--- To be done ---
Return each line of the listing below, unchanged, and omit the images.

:: Entries supplied

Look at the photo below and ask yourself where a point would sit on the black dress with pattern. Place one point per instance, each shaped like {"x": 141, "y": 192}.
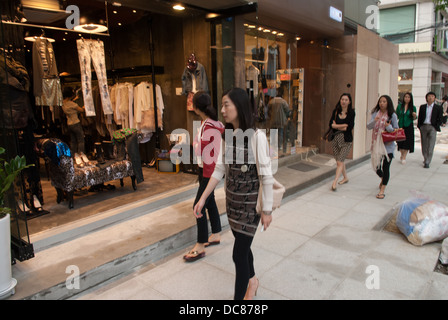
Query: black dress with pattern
{"x": 242, "y": 184}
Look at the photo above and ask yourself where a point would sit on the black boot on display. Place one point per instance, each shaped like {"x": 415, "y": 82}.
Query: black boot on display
{"x": 99, "y": 153}
{"x": 121, "y": 150}
{"x": 108, "y": 148}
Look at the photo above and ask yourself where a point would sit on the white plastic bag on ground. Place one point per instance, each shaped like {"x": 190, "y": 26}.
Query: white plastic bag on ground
{"x": 443, "y": 258}
{"x": 423, "y": 221}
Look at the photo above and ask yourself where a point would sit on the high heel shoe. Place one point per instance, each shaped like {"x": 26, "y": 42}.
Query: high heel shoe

::::

--- Solved exercise ---
Look at the photo below and ask yourself where a point would sit on the black dress with pattern. Place one point per instance, each shaped like {"x": 141, "y": 192}.
Query: black dress with pattern
{"x": 242, "y": 184}
Look at the photo above and ask yourself where a point would sit on the black boot on display. Place one point per instance, each shaped like {"x": 415, "y": 82}.
Query: black boot on display
{"x": 99, "y": 153}
{"x": 121, "y": 150}
{"x": 108, "y": 148}
Look at the photo above and ask yourself where a point would sit on the white plastic bag on ground. Place one point per instance, each shaped like {"x": 190, "y": 26}.
Query: white plastic bag on ground
{"x": 443, "y": 258}
{"x": 423, "y": 221}
Look at the photo above and ask yourself where a point would sit on the high heel shoe. Place one point per instance, each shaped like {"x": 26, "y": 42}.
Query: high heel shoe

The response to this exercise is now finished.